◆ The problem:
Rewrite the material from the line with "Annotation guideline. For every instance of the man's nose, the" up to and including the line with "[(309, 599)]", replacing "man's" with "person's" and changing nothing else. Return only those lines.

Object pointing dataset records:
§

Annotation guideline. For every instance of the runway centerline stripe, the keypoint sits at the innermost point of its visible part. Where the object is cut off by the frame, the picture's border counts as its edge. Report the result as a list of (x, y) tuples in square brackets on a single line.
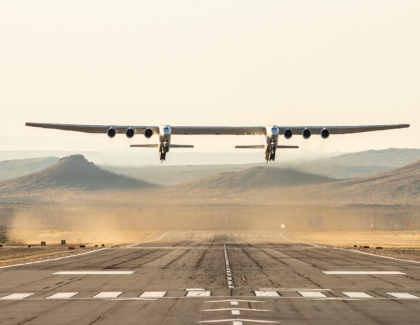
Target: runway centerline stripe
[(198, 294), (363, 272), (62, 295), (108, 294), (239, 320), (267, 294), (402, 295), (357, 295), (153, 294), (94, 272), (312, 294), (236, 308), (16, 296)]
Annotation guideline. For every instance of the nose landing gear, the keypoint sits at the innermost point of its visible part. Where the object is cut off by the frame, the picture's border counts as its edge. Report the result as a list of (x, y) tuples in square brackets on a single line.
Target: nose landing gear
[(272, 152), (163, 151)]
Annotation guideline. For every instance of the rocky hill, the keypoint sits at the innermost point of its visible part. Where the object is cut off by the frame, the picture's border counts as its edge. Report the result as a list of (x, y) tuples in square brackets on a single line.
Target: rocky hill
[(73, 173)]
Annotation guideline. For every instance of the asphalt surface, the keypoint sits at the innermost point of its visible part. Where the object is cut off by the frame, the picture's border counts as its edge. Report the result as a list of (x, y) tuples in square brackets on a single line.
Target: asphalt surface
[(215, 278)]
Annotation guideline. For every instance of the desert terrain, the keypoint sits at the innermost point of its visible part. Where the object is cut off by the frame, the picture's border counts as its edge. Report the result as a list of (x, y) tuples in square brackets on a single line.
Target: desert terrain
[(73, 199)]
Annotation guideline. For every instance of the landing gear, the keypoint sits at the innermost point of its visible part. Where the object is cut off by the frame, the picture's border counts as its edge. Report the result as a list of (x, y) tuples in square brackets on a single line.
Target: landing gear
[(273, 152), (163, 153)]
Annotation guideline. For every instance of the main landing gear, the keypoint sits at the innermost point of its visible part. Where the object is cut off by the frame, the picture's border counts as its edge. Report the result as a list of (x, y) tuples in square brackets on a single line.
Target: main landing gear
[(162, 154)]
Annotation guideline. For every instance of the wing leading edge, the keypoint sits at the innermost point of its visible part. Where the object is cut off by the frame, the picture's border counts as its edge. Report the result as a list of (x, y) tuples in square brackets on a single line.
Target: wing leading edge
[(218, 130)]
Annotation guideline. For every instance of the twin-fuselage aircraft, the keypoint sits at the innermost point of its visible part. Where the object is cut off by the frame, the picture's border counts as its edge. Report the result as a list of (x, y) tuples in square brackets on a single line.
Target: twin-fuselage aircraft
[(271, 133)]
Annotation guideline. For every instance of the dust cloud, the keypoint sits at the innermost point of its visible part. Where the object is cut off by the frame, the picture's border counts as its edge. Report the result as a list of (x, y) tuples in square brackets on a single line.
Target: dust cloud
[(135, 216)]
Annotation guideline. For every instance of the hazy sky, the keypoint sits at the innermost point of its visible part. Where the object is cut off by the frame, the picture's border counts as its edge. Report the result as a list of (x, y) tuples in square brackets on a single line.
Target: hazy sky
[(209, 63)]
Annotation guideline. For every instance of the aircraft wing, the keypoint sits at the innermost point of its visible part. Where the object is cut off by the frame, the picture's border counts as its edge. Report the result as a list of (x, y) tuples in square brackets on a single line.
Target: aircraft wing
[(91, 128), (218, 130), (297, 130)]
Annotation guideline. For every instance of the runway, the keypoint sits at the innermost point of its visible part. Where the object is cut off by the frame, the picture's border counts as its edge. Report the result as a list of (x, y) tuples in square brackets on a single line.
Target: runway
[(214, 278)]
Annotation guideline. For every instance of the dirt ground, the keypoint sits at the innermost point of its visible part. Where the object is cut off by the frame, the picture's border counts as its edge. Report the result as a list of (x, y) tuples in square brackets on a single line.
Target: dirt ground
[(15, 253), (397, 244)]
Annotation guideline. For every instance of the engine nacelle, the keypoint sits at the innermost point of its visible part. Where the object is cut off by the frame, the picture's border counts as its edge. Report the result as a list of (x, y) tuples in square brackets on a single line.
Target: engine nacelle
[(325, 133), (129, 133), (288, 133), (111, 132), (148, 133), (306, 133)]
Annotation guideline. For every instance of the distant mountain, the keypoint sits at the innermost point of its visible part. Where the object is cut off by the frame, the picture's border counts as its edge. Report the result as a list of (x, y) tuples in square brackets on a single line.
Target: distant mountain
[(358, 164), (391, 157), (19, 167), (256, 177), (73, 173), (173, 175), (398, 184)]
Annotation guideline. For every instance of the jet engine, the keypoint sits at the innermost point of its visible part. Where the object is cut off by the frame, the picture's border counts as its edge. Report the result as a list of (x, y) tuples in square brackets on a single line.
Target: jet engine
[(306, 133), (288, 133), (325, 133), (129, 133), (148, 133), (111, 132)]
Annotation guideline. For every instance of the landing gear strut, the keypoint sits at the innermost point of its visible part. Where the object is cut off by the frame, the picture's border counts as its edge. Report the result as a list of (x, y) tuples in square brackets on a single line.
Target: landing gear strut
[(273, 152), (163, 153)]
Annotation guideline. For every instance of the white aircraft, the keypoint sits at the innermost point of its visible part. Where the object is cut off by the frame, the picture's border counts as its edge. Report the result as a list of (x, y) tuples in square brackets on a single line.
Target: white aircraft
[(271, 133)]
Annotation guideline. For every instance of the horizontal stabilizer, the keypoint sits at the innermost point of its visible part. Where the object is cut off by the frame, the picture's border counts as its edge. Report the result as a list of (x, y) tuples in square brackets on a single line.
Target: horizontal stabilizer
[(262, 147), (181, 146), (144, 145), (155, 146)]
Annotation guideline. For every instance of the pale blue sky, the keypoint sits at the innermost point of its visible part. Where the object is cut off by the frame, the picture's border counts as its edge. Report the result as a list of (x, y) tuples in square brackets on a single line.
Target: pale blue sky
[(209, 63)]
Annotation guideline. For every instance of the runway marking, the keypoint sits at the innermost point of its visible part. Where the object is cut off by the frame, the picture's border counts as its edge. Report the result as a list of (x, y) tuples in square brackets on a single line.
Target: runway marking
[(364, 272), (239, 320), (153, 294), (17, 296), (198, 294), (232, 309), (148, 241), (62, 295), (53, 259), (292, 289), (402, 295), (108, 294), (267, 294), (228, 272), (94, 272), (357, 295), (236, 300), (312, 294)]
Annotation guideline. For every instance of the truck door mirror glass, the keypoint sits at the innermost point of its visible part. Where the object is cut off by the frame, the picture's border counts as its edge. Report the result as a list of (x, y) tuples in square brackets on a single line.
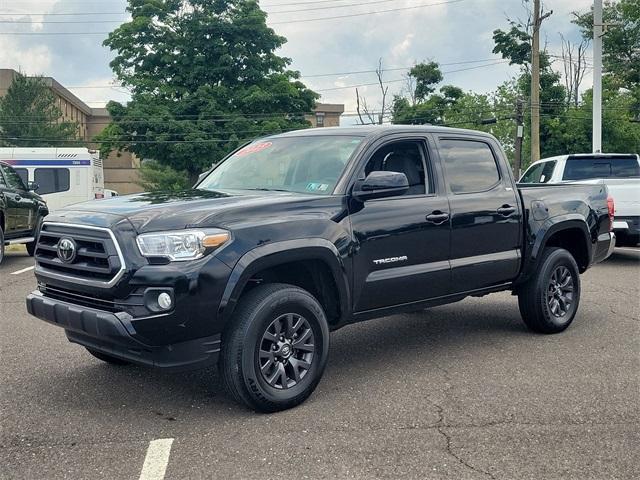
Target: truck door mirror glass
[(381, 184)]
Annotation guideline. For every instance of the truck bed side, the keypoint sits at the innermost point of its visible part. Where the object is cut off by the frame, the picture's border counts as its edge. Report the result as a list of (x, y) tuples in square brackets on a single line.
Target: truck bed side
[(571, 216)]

§

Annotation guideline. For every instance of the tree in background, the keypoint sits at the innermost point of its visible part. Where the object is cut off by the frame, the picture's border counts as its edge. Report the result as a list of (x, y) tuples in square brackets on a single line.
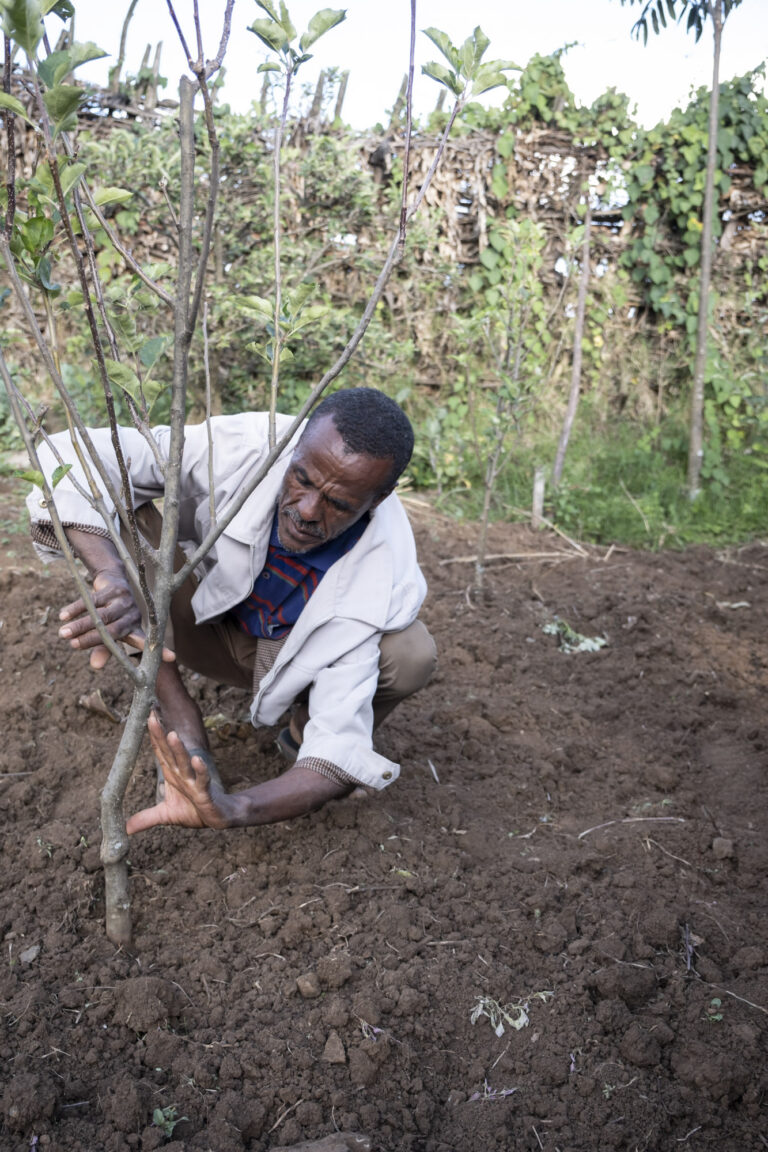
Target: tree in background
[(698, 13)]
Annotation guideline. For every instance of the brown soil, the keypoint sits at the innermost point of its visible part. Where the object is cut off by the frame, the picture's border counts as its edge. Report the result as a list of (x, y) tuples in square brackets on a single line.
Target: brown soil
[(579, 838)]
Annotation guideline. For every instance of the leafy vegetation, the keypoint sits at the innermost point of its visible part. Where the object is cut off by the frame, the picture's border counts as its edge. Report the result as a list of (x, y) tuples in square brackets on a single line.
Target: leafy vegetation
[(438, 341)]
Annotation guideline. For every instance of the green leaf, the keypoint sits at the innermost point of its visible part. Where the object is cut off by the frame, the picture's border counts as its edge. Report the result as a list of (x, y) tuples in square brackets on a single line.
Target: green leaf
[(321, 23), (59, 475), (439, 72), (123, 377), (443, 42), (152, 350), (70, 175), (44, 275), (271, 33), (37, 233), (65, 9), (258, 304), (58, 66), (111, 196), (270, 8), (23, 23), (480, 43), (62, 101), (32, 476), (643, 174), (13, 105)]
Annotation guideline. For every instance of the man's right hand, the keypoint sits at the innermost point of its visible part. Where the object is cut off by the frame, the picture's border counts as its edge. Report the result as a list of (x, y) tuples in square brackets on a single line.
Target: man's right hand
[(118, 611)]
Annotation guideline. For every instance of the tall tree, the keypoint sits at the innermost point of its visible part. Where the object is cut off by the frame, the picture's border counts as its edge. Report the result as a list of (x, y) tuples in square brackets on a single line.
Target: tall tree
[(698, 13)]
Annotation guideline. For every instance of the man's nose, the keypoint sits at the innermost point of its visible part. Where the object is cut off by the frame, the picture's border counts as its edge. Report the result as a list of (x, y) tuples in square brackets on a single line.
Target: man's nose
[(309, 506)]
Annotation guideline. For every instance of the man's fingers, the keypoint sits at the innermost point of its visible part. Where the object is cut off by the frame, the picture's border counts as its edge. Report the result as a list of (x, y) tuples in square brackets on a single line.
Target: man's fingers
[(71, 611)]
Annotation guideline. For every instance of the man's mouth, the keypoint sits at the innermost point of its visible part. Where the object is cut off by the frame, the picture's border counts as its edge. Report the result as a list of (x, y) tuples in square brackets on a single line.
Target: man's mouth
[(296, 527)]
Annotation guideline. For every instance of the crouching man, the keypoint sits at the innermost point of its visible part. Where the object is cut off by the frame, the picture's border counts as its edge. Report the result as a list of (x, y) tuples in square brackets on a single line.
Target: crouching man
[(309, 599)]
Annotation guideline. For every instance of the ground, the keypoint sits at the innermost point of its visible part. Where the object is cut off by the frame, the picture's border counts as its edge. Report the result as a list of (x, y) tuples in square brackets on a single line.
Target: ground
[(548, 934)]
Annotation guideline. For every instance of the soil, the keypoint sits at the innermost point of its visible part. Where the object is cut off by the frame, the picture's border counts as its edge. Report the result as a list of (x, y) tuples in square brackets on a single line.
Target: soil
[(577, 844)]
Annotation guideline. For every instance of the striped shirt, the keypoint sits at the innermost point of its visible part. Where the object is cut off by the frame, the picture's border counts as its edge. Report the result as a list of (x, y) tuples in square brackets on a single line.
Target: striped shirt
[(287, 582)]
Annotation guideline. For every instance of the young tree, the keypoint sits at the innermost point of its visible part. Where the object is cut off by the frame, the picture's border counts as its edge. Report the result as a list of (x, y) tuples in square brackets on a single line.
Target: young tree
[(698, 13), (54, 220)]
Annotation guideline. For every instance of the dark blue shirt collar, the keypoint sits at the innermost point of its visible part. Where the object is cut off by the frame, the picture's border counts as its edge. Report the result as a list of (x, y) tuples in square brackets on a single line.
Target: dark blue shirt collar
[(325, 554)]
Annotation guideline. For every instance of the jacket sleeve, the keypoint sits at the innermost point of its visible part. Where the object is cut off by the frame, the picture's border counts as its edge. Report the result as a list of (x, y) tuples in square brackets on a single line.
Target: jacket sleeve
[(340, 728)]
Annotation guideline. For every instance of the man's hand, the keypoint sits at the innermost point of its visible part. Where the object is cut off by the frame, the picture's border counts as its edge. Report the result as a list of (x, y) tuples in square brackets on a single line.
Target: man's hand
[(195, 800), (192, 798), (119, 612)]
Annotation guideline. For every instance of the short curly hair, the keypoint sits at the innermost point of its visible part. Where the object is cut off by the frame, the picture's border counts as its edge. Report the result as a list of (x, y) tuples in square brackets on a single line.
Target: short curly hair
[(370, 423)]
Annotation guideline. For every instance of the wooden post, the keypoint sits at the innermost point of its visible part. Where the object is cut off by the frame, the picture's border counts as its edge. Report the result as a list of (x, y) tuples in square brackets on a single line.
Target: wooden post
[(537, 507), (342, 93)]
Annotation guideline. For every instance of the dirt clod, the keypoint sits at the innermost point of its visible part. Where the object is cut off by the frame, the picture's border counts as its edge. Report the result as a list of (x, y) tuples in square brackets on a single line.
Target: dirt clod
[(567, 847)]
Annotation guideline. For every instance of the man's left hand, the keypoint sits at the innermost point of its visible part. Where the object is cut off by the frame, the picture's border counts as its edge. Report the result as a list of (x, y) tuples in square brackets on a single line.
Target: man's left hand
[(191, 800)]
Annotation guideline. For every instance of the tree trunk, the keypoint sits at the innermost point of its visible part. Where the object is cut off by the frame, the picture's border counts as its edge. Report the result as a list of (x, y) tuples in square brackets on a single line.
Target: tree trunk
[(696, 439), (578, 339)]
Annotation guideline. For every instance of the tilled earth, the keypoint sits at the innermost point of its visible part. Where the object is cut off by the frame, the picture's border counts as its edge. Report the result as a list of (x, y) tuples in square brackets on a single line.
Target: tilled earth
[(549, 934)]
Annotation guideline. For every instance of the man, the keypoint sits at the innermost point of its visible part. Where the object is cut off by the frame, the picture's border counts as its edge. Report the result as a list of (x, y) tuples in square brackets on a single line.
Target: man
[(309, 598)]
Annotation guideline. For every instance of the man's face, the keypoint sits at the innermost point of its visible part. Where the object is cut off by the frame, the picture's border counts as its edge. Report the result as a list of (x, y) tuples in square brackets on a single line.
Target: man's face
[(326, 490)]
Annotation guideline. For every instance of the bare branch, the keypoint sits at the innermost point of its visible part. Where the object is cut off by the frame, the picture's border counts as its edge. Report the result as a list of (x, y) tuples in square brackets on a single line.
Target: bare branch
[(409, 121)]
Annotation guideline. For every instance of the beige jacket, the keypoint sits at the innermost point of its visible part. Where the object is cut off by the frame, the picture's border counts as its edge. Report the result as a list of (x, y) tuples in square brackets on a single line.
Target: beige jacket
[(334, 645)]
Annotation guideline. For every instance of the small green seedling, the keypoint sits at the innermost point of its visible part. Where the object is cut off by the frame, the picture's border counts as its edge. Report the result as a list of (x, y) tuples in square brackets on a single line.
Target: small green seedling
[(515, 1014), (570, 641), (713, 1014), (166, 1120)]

§

◆ Answer for this exercise:
Annotation guideline. For every instance of the person's nose, the keypoint sits at the innermost point of its visible part. Where the object is cut off by the frame, the picture's border counts as its edge. Report the result as a list of (x, y) tuples in square brackets on a single line.
Target: person's nose
[(309, 506)]
Annotation guideline. For every instance of the person's fingers, the keypoint sits at the innermost point of its visible part. Where the object is cut off by the frame, the picture's border counts as its edge. Report the result as a list of (x, y) tuples in square brackets on a single line.
Target: person's fingers
[(71, 611)]
Annotation guideline. For every instance of the person's mouth, the keypoint sits at the innermost point of its visible part. Where the object is cut off by the frame, the picture's border counts as its edge. Report the result as a list of (x, y) tuples in square brackets on a single line.
Target: person's mouth
[(296, 527)]
Annotation guideline. For every instance of the crouching man, the keypoint sits at the innermost point of its visible part. Where the object is cut off by the frame, the picture's border counts as its edge. Report the result as a list of (x, y) tuples in square brackets on a single line.
Target: crouching man
[(309, 599)]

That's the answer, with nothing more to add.